-- BEGIN Extracted entries --
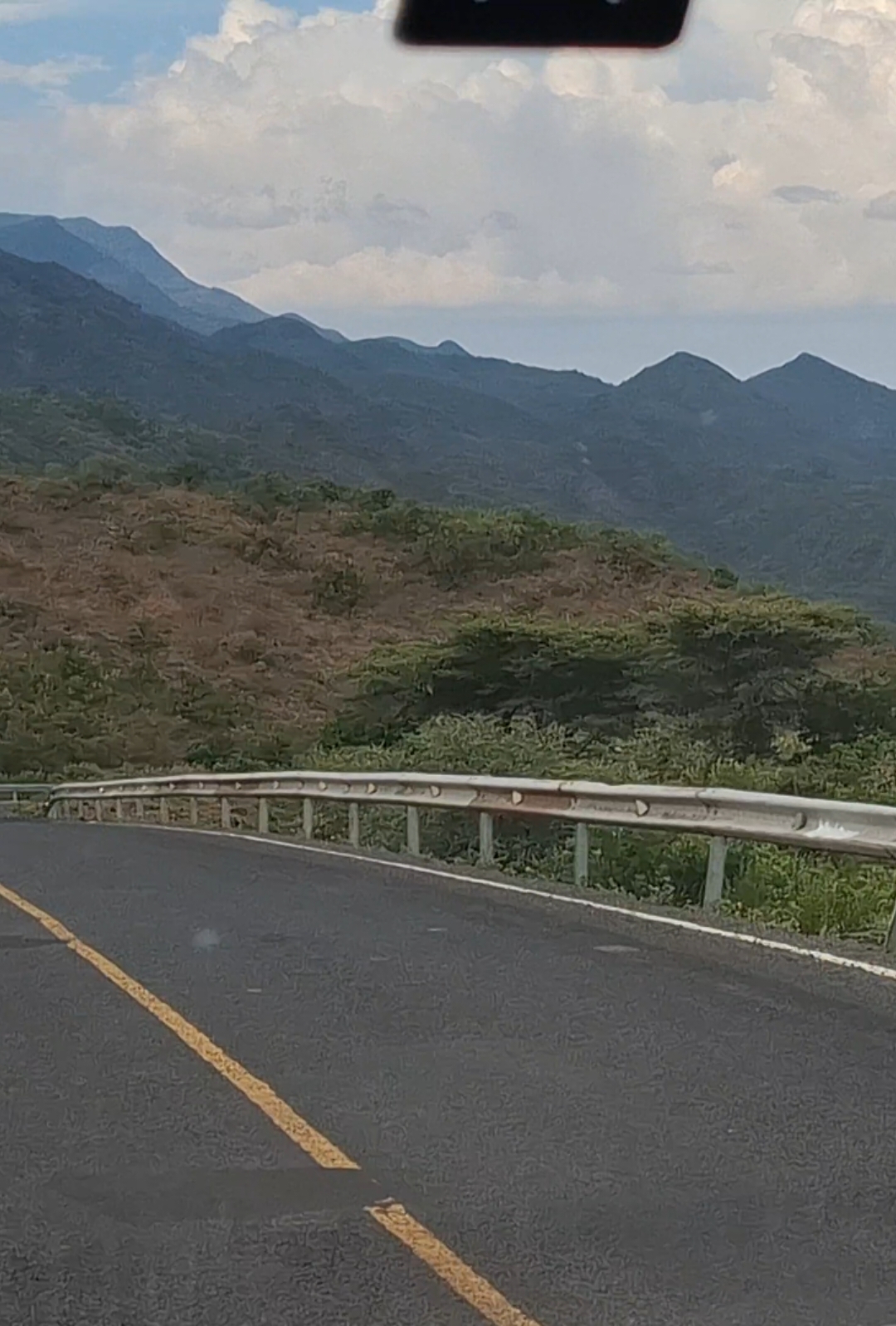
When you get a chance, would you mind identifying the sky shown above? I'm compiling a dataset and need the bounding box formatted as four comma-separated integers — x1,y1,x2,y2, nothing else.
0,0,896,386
-- END Extracted entries --
-- BEGIN Extracted entries --
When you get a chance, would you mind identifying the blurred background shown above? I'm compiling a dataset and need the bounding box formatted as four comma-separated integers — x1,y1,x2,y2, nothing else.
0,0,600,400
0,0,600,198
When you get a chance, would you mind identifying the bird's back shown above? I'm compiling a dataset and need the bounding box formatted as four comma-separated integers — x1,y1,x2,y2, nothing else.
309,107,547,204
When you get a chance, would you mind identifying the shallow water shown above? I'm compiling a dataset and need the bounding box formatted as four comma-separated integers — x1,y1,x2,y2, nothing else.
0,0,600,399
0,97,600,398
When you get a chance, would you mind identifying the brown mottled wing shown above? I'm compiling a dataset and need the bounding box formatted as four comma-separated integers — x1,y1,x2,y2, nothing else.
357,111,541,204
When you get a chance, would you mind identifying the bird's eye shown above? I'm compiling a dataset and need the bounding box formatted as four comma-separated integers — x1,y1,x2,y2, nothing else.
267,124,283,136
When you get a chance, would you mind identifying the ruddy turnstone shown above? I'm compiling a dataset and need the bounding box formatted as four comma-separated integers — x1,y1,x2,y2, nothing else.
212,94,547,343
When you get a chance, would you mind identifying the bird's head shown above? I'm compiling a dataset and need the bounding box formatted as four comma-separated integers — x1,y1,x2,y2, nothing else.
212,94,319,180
-- END Extracted entries --
Recast the listing from the line with "When you get a chance, would you mind identifying the sky" up to and including the line with "0,0,896,386" as a two-column CSV with the columns request and box, one row for each request, placing its text and its answer each in one quoted field with line breaks turned into spaces.

request,box
"When you get a chance, would you mind identifying the sky shown above? I'm compiling a dataset and need the bounding box formatted as four comma-separated integers — x1,y1,x2,y2, nothing else.","0,0,896,386"